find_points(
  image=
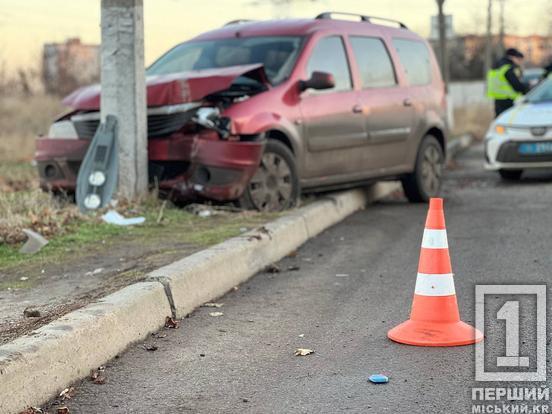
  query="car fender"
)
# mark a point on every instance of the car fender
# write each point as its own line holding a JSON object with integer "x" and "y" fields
{"x": 279, "y": 126}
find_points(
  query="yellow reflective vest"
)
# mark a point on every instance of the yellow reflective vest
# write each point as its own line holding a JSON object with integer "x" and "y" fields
{"x": 498, "y": 86}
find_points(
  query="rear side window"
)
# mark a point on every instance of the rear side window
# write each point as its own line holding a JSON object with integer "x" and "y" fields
{"x": 414, "y": 57}
{"x": 329, "y": 56}
{"x": 373, "y": 62}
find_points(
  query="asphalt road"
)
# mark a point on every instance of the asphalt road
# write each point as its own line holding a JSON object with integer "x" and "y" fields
{"x": 355, "y": 282}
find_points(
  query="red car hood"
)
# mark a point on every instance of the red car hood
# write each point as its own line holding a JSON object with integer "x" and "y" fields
{"x": 175, "y": 88}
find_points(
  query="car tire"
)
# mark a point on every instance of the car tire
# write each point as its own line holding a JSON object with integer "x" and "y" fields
{"x": 275, "y": 185}
{"x": 425, "y": 181}
{"x": 510, "y": 175}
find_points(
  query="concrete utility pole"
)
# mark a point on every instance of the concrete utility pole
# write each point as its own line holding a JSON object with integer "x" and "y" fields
{"x": 123, "y": 89}
{"x": 488, "y": 38}
{"x": 443, "y": 59}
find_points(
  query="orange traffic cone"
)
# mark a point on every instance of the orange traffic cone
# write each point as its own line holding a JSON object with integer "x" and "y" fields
{"x": 434, "y": 319}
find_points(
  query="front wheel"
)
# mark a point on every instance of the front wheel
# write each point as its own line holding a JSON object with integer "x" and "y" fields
{"x": 426, "y": 179}
{"x": 275, "y": 185}
{"x": 510, "y": 175}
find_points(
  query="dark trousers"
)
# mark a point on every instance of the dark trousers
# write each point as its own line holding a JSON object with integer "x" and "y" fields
{"x": 501, "y": 105}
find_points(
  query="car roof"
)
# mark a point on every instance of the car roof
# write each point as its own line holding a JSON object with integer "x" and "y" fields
{"x": 297, "y": 27}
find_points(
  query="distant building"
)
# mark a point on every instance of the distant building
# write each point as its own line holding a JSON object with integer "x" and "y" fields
{"x": 536, "y": 48}
{"x": 449, "y": 30}
{"x": 68, "y": 65}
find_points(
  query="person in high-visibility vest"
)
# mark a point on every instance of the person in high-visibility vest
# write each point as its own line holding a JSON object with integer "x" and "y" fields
{"x": 504, "y": 83}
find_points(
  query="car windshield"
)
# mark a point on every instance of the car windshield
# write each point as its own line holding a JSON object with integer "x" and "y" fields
{"x": 277, "y": 54}
{"x": 542, "y": 93}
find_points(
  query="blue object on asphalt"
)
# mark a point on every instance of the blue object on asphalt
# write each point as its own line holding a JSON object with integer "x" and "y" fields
{"x": 378, "y": 379}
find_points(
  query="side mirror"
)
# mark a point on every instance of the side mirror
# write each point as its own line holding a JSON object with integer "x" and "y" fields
{"x": 318, "y": 80}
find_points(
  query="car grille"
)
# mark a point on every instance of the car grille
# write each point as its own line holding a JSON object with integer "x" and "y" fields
{"x": 509, "y": 152}
{"x": 159, "y": 125}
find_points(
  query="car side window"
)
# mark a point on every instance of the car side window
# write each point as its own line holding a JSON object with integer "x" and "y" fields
{"x": 414, "y": 57}
{"x": 329, "y": 56}
{"x": 373, "y": 62}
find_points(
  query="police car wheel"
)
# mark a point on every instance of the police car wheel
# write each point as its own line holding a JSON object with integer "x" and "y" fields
{"x": 510, "y": 175}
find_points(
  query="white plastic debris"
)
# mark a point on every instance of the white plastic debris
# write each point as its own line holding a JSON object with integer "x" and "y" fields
{"x": 112, "y": 217}
{"x": 34, "y": 242}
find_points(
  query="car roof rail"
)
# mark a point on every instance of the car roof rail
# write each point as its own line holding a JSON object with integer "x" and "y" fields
{"x": 238, "y": 21}
{"x": 363, "y": 18}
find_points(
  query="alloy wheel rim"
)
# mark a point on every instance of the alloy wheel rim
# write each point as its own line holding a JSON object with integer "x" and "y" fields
{"x": 271, "y": 186}
{"x": 432, "y": 170}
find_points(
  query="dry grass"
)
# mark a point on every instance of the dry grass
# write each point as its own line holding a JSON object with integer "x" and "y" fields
{"x": 473, "y": 120}
{"x": 35, "y": 210}
{"x": 22, "y": 119}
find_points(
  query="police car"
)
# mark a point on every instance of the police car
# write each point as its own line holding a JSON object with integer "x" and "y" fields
{"x": 521, "y": 137}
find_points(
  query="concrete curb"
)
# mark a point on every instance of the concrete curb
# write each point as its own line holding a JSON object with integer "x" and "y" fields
{"x": 35, "y": 367}
{"x": 211, "y": 273}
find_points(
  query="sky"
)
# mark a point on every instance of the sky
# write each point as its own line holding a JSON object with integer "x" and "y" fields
{"x": 25, "y": 25}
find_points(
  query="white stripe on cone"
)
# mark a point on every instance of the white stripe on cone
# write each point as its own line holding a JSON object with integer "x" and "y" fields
{"x": 435, "y": 285}
{"x": 435, "y": 239}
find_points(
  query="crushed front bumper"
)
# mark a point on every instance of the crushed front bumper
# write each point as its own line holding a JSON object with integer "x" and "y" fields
{"x": 182, "y": 166}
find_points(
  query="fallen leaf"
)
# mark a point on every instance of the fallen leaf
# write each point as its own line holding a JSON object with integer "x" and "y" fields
{"x": 212, "y": 305}
{"x": 272, "y": 268}
{"x": 98, "y": 376}
{"x": 303, "y": 352}
{"x": 151, "y": 347}
{"x": 67, "y": 393}
{"x": 171, "y": 323}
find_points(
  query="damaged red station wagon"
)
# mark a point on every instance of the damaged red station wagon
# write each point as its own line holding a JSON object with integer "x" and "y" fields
{"x": 257, "y": 112}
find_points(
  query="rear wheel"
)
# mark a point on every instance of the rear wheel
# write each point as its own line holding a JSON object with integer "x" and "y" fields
{"x": 425, "y": 181}
{"x": 275, "y": 185}
{"x": 510, "y": 175}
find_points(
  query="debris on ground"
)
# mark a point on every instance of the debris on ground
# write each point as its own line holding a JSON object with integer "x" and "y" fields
{"x": 98, "y": 376}
{"x": 171, "y": 323}
{"x": 67, "y": 393}
{"x": 35, "y": 242}
{"x": 272, "y": 268}
{"x": 303, "y": 352}
{"x": 378, "y": 379}
{"x": 30, "y": 312}
{"x": 113, "y": 217}
{"x": 94, "y": 272}
{"x": 212, "y": 305}
{"x": 32, "y": 410}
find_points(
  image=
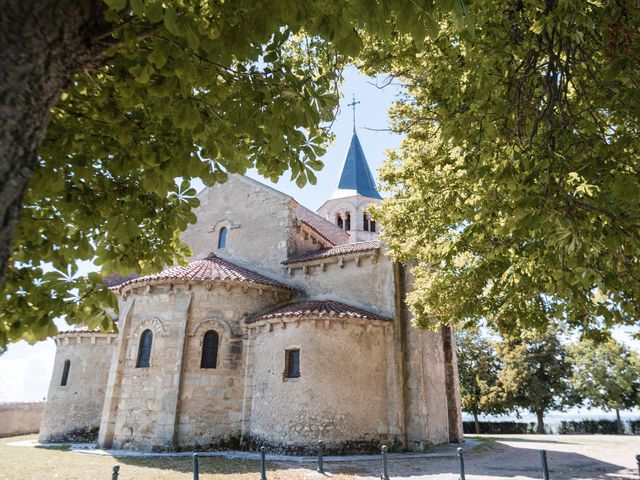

------------------------

* DESCRIPTION OF THE TASK: With the pictures removed, repeat the listing above exactly as it stands.

* ANSWER:
find_points(
  image=
  query="car fender"
)
# mark a point on every instance of the car fender
# write each point as its own line holding a JSON object with integer "x" and "y" fields
{"x": 279, "y": 126}
find_points(
  query="yellow reflective vest"
)
# mark a point on every instance of the yellow reflective vest
# write each point as its own line holding a JSON object with integer "x" and "y" fields
{"x": 498, "y": 86}
find_points(
  query="rear side window"
)
# mark a point on every instance of the rear side window
# write each point as its own line holding a JSON object with integer "x" and "y" fields
{"x": 414, "y": 57}
{"x": 329, "y": 56}
{"x": 373, "y": 62}
find_points(
  query="asphalt road"
)
# mark a point on every instance of the asphalt road
# write each point as its own line holding a JSON object with integer "x" and "y" fields
{"x": 355, "y": 282}
find_points(
  query="red car hood"
)
# mark a point on every instance of the red car hood
# write each point as its own line holding a JSON object with integer "x" and "y" fields
{"x": 175, "y": 88}
find_points(
  query="car tire"
)
# mark a point on every instance of the car tire
# write each point as its own line holding a JSON object with integer "x" and "y" fields
{"x": 275, "y": 185}
{"x": 425, "y": 181}
{"x": 510, "y": 175}
find_points(
  query="concrete utility pole"
)
# mark a point on every instance of the concrete utility pole
# write each point as its own line holding a JSON object with integer "x" and "y" fields
{"x": 123, "y": 89}
{"x": 488, "y": 38}
{"x": 443, "y": 59}
find_points(
  query="orange traffic cone"
)
# mark a point on every instance of the orange traffic cone
# write each point as its own line holding a JSON object with integer "x" and "y" fields
{"x": 434, "y": 319}
find_points(
  query="front wheel"
)
# mark a point on every instance of the front wheel
# write each point as its own line holding a JSON object with integer "x" and "y" fields
{"x": 426, "y": 179}
{"x": 275, "y": 185}
{"x": 510, "y": 175}
find_points(
  query="dark trousers"
)
# mark a point on every instance of the dark trousers
# write each point as its own line holding a JSON object with integer "x" and "y" fields
{"x": 501, "y": 105}
find_points(
  query="car roof"
)
# mark a point on every instance of the car roof
# write each point as its own line holding a JSON object with integer "x" and "y" fields
{"x": 297, "y": 27}
find_points(
  query="distant building"
)
# mark a point on every instance of the distant building
# write each point as its own line holding a JSON object with integer "x" and "y" fields
{"x": 536, "y": 48}
{"x": 449, "y": 30}
{"x": 68, "y": 65}
find_points(
  query="person in high-visibility vest"
)
# mark a point on every instance of the person in high-visibility vest
# write each point as its own line holding a JSON object with integer "x" and "y" fields
{"x": 504, "y": 83}
find_points(
  query="car windshield"
)
# mark a point on every instance of the car windshield
# write each point as its own line holding a JSON object with integer "x" and "y" fields
{"x": 277, "y": 54}
{"x": 542, "y": 93}
find_points(
  query="blue object on asphalt"
)
# mark a point on every instance of the blue object on asphalt
# write each point as its own line holding a JSON object with integer "x" and "y" fields
{"x": 378, "y": 379}
find_points(
  query="side mirror"
)
# mark a point on every instance of the side mirror
# write each point as its own line holding a JSON object with integer "x" and "y" fields
{"x": 318, "y": 80}
find_points(
  query="car grille"
)
# mark a point on every instance of the car grille
# write each point as its own line holding a JSON object with integer "x" and "y" fields
{"x": 509, "y": 152}
{"x": 159, "y": 125}
find_points(
  query="car side window"
)
# mark a point on every instance of the car side window
# write each point as its own line holding a JSON object with integer "x" and "y" fields
{"x": 414, "y": 57}
{"x": 329, "y": 56}
{"x": 373, "y": 62}
find_points(
  query="police car wheel"
)
# mark a point on every instance of the police car wheel
# write each point as its own line holding a JSON object with integer "x" and "y" fields
{"x": 510, "y": 175}
find_points(
  query="white plastic debris"
)
# mark a point on every instance of the white plastic debris
# write each point as its own line holding a JSON object with integer "x" and "y" fields
{"x": 112, "y": 217}
{"x": 34, "y": 242}
find_points(
  query="car roof rail"
)
# mark a point on every instance of the car roof rail
# write each point as its own line holding a JSON object with integer "x" and "y" fields
{"x": 238, "y": 21}
{"x": 363, "y": 18}
find_points(
  query="alloy wheel rim"
)
# mark a point on every instance of the alloy wheel rim
# write each point as its own line holding a JSON object with integer "x" and "y" fields
{"x": 271, "y": 186}
{"x": 432, "y": 170}
find_points(
  query="dry grass"
)
# mark a point on every instance of the dry grass
# write each point as its own line holding a JSON object with integer "x" and "y" fields
{"x": 473, "y": 120}
{"x": 35, "y": 210}
{"x": 22, "y": 119}
find_points(
  query="police car"
)
# mark a point on every instance of the police car
# write each point as its own line holding a JSON object with integer "x" and "y" fields
{"x": 521, "y": 137}
find_points(
  query="concrete curb"
)
# mark a point on every instance of the concrete curb
# write each point as its own line holding a JSON object with integer "x" and "y" fields
{"x": 35, "y": 367}
{"x": 211, "y": 273}
find_points(
  query="sky"
)
# mark a point on every instance of the sky
# write each point as its own line holding a JSON object with integer "x" and "y" fields
{"x": 25, "y": 25}
find_points(
  query="white stripe on cone"
)
# mark a point on every instance of the white stripe on cone
# write each point as its own line holding a JSON object with integer "x" and "y" fields
{"x": 435, "y": 285}
{"x": 435, "y": 239}
find_points(
  query="crushed front bumper"
)
# mark a point on every instance of the crushed front bumper
# write each point as its own line holding a JSON object with integer "x" and "y" fields
{"x": 182, "y": 166}
find_points(
  query="fallen leaf"
)
# mark a point on every instance of the fallen leaf
# write each point as its own line holding a JSON object with integer "x" and "y" fields
{"x": 212, "y": 305}
{"x": 272, "y": 268}
{"x": 98, "y": 376}
{"x": 303, "y": 352}
{"x": 151, "y": 347}
{"x": 67, "y": 393}
{"x": 171, "y": 323}
find_points(
  query="damaged red station wagon"
)
# mark a point on every instance of the damaged red station wagon
# write each point as its own line holding a JSON object with integer "x" and "y" fields
{"x": 257, "y": 112}
find_points(
  query="rear wheel"
)
# mark a point on every instance of the rear wheel
# write each point as its own line holding a JSON object with integer "x" and "y" fields
{"x": 425, "y": 181}
{"x": 275, "y": 185}
{"x": 510, "y": 175}
find_points(
  query="debris on ground"
)
# mark a point on every instance of the debris on ground
# write each point as its own line holding a JSON object with integer "x" and "y" fields
{"x": 98, "y": 376}
{"x": 171, "y": 323}
{"x": 67, "y": 393}
{"x": 35, "y": 242}
{"x": 272, "y": 268}
{"x": 303, "y": 352}
{"x": 378, "y": 379}
{"x": 30, "y": 312}
{"x": 113, "y": 217}
{"x": 94, "y": 272}
{"x": 212, "y": 305}
{"x": 32, "y": 410}
find_points(
  image=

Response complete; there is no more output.